Copy every line of the listing below word for word, leaving out the pictures.

— Begin Extracted records —

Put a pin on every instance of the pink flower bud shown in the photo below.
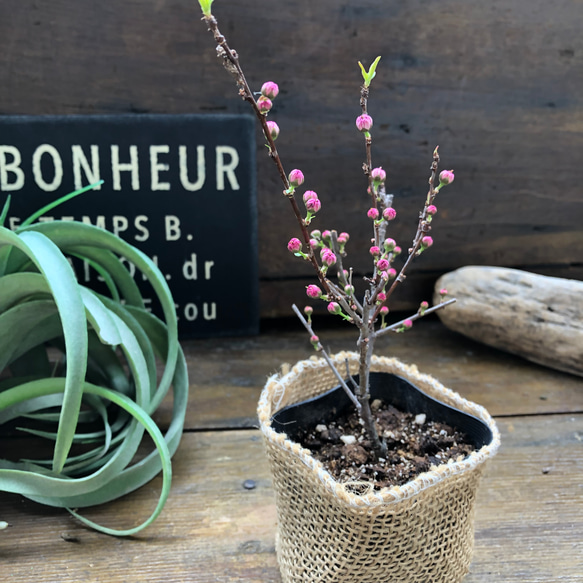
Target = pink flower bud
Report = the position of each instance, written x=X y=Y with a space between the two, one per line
x=313 y=205
x=364 y=122
x=273 y=129
x=378 y=174
x=294 y=245
x=264 y=104
x=446 y=177
x=328 y=258
x=296 y=177
x=382 y=264
x=270 y=89
x=313 y=291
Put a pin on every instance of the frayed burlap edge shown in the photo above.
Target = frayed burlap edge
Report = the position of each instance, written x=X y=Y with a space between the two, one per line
x=277 y=394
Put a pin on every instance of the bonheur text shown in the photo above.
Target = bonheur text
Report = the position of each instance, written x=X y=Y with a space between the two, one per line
x=120 y=167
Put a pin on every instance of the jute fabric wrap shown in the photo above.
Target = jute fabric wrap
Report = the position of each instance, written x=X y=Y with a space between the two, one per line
x=328 y=532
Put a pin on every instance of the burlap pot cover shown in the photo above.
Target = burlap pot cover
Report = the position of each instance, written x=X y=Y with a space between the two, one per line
x=421 y=532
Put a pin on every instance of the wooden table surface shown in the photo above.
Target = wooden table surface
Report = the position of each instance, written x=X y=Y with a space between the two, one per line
x=529 y=523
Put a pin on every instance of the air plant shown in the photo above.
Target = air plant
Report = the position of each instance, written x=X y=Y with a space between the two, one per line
x=78 y=369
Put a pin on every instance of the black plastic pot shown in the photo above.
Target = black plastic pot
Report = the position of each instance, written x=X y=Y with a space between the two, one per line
x=391 y=389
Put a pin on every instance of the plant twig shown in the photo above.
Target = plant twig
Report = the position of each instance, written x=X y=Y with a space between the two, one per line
x=327 y=358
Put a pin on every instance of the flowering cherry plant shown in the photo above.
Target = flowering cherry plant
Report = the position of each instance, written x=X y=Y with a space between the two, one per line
x=326 y=250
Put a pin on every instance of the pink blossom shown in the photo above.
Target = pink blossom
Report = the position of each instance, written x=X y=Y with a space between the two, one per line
x=446 y=177
x=294 y=245
x=382 y=264
x=378 y=174
x=264 y=104
x=273 y=129
x=296 y=177
x=270 y=89
x=364 y=122
x=328 y=258
x=313 y=291
x=313 y=205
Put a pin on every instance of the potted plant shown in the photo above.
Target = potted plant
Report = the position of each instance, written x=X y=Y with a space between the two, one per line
x=365 y=492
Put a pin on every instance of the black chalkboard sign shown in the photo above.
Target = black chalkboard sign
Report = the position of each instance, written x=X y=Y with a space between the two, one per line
x=179 y=187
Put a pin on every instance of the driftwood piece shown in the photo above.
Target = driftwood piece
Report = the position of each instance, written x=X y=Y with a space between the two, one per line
x=537 y=317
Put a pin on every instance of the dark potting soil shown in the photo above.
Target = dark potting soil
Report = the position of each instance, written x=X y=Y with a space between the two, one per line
x=414 y=446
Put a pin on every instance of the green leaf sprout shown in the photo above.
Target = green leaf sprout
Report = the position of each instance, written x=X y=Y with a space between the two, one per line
x=369 y=75
x=206 y=6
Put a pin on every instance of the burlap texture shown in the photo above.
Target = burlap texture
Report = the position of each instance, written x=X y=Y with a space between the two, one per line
x=421 y=532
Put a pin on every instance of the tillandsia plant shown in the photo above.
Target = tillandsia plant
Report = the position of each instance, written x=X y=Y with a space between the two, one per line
x=326 y=249
x=78 y=369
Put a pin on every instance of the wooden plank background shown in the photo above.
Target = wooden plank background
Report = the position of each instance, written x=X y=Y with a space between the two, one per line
x=498 y=85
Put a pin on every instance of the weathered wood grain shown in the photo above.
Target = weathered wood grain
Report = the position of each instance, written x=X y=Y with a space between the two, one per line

— End Extracted records —

▸ **Result**
Put a pin on every instance of the pink flower bud shown in the photo below.
Target = pink flower bud
Report = the position of each instance, written x=X y=Y with a space between the two, one per line
x=313 y=205
x=364 y=122
x=273 y=129
x=378 y=174
x=294 y=245
x=264 y=104
x=446 y=177
x=328 y=258
x=296 y=177
x=382 y=264
x=270 y=89
x=313 y=291
Put a pin on every instance of the frayed burlap edge shown in the photo above.
Target = frayed burlap edge
Report = the position of each instance, written x=X y=Y with a space between the two, one per line
x=277 y=394
Put a pin on every instance of the bonheur text shown in the photo above.
Target = bonheur text
Report = the position of each instance, written x=X y=Y with a space between the two, one per line
x=120 y=167
Put a pin on every instance of the jute fabric wrap shown in the photo above.
Target = jute fabric wrap
Report = the position of each instance, written x=X y=Y with a space between the two, one per line
x=328 y=532
Put a pin on every instance of the burlap pot cover shown in the photo above.
Target = burlap pot cover
Report = the position of each instance, written x=X y=Y with a space between the two, one per line
x=421 y=532
Put a pin on every instance of the wooden table surface shown in the photo above.
Target = wooden table surface
Report = the position of each instance, written x=X y=Y with a space between the two, one per line
x=529 y=523
Put a pin on every instance of the air plant shown in the photo above.
Target = air plant
Report = the position of each instance, written x=X y=Y with a space between the two, one per line
x=78 y=369
Put a pin on every instance of the black plastic pot shown in the photo above.
Target = black plastic pot
Report = the position of each instance, written x=X y=Y with a space between the two, one per line
x=391 y=389
Put a pin on every instance of the plant twig shown in the photo above.
Target = plant twig
Report = the position of each instance, written x=X y=Y with a space between the two, one per line
x=327 y=358
Put a pin on every instance of the flowering cherry plant shown in the photo above.
Target = flowering cherry plant
Report = the position of each instance, written x=X y=Y with a space between the two, one per line
x=326 y=250
Put a pin on every instance of the pink blossom shown in the photo above.
Target = pink blossom
Report = the position of each instance, written x=X y=Y with a space between the two, one per line
x=446 y=177
x=294 y=245
x=382 y=264
x=378 y=174
x=264 y=104
x=273 y=129
x=296 y=177
x=270 y=89
x=364 y=122
x=328 y=258
x=313 y=291
x=313 y=205
Put a pin on every instance of the potted plant shown in the photo above.
Target = potted plant
Report = the position of each instance, written x=X y=Y with a space between the two, one per line
x=365 y=492
Put a pin on every instance of the black chalkboard sign shown in the photo above.
Target = black chalkboard sign
Report = the position of each instance, written x=X y=Y with a space between the two, one per line
x=179 y=187
Put a pin on every instance of the driftwood piece shown in the photo above.
Target = driftwood piece
Report = the position of each instance, written x=X y=Y with a space between the two, one per line
x=537 y=317
Put a pin on every instance of the dark potting soil shown in the photo above.
Target = dark potting soil
Report = the position of each instance, written x=X y=Y with a space between the two, one per line
x=414 y=446
Put a pin on every instance of the green leaf sprout shown in the photo above.
Target = green leaf sprout
Report = the position of each instance, written x=X y=Y with a space between the two, one per line
x=369 y=75
x=206 y=6
Put a pin on every instance of the burlap texture shown in the photo above.
Target = burlap texture
Report = the position of each instance, written x=X y=Y with a space between the two, one per line
x=421 y=532
Put a pin on every instance of the tillandsia plant shown in the photo above.
Target = tillandsia plant
Report = the position of each instance, written x=X y=Y with a space between the two, one per line
x=326 y=249
x=78 y=369
Put a pin on every instance of the wooden plank background shown in the photo above.
Target = wooden plank background
Report = the position of each instance, written x=X y=Y with a space between the two, one per line
x=498 y=85
Put a pin on every instance of the weathered wood grain shown in the photo above.
Target = weathered wood grain
Report = the position of each instance, written x=X y=Y with a space between the two, one per line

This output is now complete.